Directions:
Scan the records for the word "foundation". Copy each line that includes it.

Records from a dataset:
----

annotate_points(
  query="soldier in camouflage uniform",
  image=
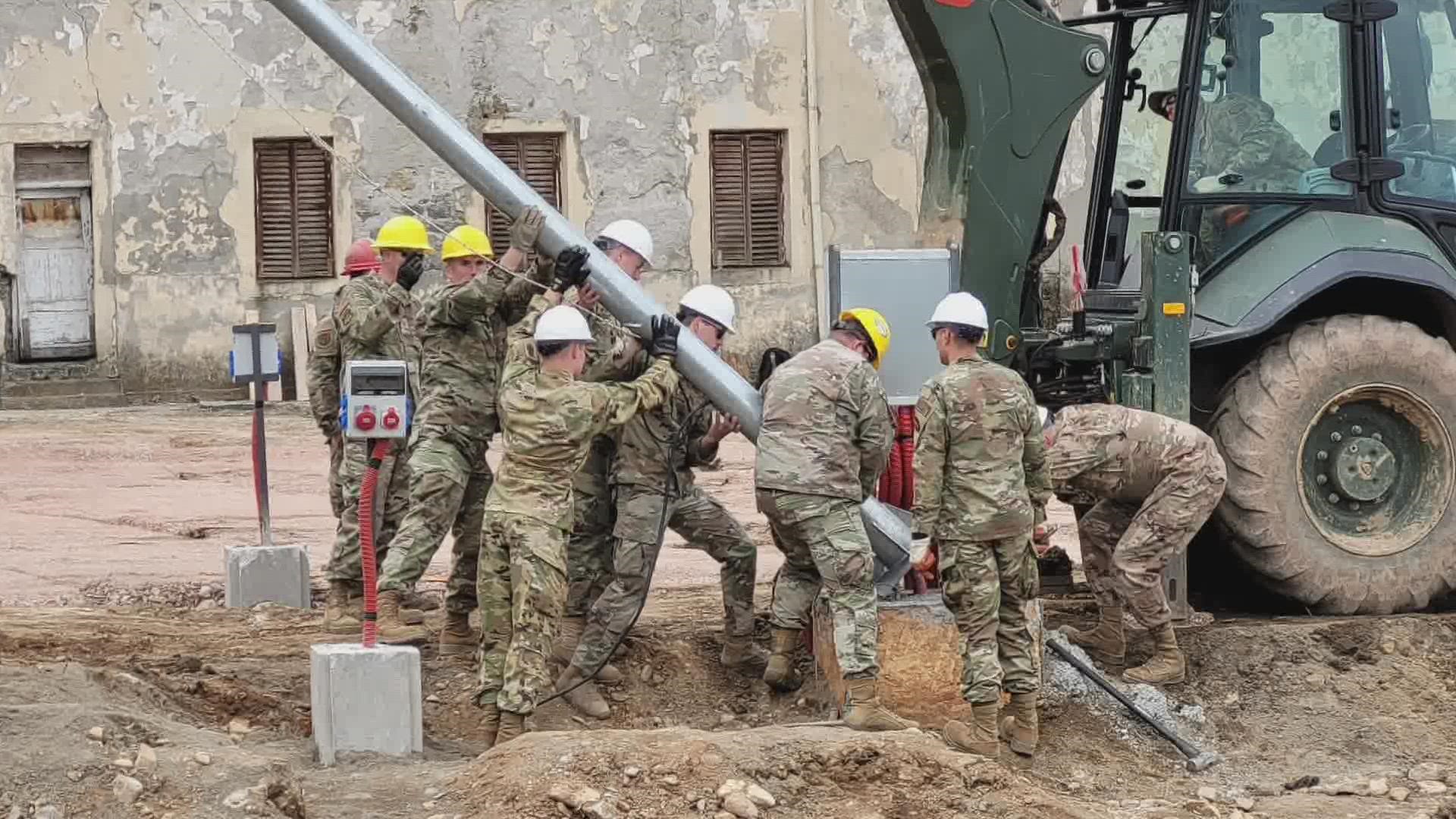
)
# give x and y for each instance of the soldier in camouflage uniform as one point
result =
(1237, 148)
(549, 420)
(324, 373)
(1142, 485)
(462, 338)
(654, 488)
(375, 318)
(610, 357)
(823, 444)
(981, 488)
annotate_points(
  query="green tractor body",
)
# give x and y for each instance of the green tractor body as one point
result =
(1270, 253)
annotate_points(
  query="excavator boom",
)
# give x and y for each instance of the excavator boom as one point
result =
(1003, 79)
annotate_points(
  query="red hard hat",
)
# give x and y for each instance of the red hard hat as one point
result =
(363, 259)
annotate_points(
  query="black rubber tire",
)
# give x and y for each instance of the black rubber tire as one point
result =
(1258, 426)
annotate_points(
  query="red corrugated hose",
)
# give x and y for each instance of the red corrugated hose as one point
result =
(376, 458)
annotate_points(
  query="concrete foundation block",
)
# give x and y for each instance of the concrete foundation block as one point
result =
(273, 575)
(366, 700)
(919, 657)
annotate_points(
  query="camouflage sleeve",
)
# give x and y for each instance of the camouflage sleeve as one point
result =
(615, 404)
(459, 303)
(366, 318)
(701, 452)
(324, 378)
(520, 290)
(929, 458)
(874, 430)
(1034, 458)
(520, 352)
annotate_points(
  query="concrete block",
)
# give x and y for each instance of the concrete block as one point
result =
(275, 575)
(919, 657)
(366, 700)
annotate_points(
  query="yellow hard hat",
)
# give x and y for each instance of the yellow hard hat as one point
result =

----

Solution:
  query="concrete foundation block",
# give x and y for each instance of the concrete foundation block as one point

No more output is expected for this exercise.